Movement disorders, muscle stiffness and tremors: These are the typical symptoms of Parkinson’s. There is currently no early detection of this widespread disease. Researchers at the University of Kiel now want to change that.
Parkinson’s is the second most common neurodegenerative disease in Germany after Alzheimer’s – and the trend is rising. However, it can only be diagnosed when the typical symptoms such as movement disorders, muscle stiffness or the typical shaking, called tremor, occur. Parkinson’s is dormant in the body long before the symptoms begin. These could possibly be prevented or delayed if doctors could detect the disease early enough. Researchers at Kiel University now want to make this possible with a blood test.
So far, there have been neither blood parameters nor imaging studies for a reliable diagnosis before the onset of symptoms, let alone for early detection. “This is a dilemma. Because of course you want to discover the disease in the early stages and develop measures to prevent patients from becoming stiff, shaking and slowing down,” says study author Annika Kluge.
In the search for reliable, clinically applicable biomarkers for the chronically progressive brain disease, Kluge and her research team say they have made a breakthrough. The scientists have developed a blood-based biochemical test for the diagnosis of Parkinson’s for the first time. This is very precise, says Kluge, who works as an assistant doctor at the UKSH Clinic for Neurology. “With the help of our method, the tested 30 Parkinson’s patients could be distinguished from the 50 controls with a very high sensitivity.” The research team published the results in the specialist journal “Brain”.
The new method is based on three steps: First, vesicles from the nervous system have to be isolated from an ordinary blood sample and obtained, explains study author Kluge. Vesicles are small bubbles that are pinched off by cells and contain proteins from the original cell. “That means I can look inside the brain when I’m examining these vesicles,” she adds.
In a second step, a targeted search is then made in these isolated nerve cell vesicles for the protein that causes Parkinson’s disease. According to Kluge, it is an altered form of a specific protein and can be detected using antibodies that specifically match this form. The last and most important step involves multiplying the disease-causing proteins.
“This has already been achieved with other tissue samples, but never before with vesicles obtained from the blood of patients,” says the scientist. It is the accumulation of pathologically altered proteins that leads to the destruction of the affected nerve cells and thus causes Parkinson’s disease. If this accumulation can be detected, it is confirmation that the corresponding disease-causing proteins are present in a sample.
“The results are really sensational,” says co-author Daniela Berg. On this basis, a blood test for the diagnosis of Parkinson’s disease could be developed. However, the method still needs to be further developed so that it can be widely used. It is also still unclear whether the test will also work in Parkinson’s-like diseases.

Data drawn from a collection

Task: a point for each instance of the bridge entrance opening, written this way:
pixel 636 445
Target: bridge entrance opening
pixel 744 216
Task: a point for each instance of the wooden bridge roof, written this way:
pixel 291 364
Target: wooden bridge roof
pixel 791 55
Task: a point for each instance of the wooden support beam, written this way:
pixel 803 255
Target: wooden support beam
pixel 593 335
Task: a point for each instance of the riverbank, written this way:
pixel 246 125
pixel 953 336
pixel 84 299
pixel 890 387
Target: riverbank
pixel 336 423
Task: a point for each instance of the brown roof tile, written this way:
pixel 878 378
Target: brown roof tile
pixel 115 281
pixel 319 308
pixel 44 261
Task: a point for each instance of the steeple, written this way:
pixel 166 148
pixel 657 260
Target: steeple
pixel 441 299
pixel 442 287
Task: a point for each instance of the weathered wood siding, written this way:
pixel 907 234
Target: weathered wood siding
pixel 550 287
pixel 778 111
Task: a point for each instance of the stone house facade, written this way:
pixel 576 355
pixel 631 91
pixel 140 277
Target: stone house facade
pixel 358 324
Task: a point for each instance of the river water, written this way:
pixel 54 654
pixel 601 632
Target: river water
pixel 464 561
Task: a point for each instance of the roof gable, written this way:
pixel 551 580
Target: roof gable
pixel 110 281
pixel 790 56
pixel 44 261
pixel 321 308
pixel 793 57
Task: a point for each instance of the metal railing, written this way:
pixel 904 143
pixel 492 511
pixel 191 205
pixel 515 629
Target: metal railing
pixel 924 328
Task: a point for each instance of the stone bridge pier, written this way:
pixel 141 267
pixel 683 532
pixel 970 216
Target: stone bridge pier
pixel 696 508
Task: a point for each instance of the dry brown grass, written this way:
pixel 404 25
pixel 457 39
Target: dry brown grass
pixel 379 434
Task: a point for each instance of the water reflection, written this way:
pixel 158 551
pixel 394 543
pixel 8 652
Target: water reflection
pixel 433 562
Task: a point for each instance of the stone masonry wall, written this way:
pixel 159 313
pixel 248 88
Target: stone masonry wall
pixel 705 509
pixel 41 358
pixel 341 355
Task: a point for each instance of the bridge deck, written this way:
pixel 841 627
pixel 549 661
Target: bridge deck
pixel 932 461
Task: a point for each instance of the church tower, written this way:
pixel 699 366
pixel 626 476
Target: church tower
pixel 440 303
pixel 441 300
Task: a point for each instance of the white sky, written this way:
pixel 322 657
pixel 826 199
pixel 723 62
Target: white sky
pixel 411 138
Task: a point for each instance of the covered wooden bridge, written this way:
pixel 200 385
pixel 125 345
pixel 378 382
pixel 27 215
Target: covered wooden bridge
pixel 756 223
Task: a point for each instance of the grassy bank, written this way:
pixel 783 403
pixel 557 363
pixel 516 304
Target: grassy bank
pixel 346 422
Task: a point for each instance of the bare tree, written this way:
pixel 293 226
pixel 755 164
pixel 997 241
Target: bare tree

About this exercise – Which steps make up the new blood-based test method described in the Parkinson's detection article? These records were taken from a separate source.

Answer for the task –
1. Vesicles from the nervous system are isolated from an ordinary blood sample.
2. The isolated nerve cell vesicles are searched for the altered protein that causes Parkinson's, using antibodies that specifically match this form.
3. The disease-causing proteins are multiplied.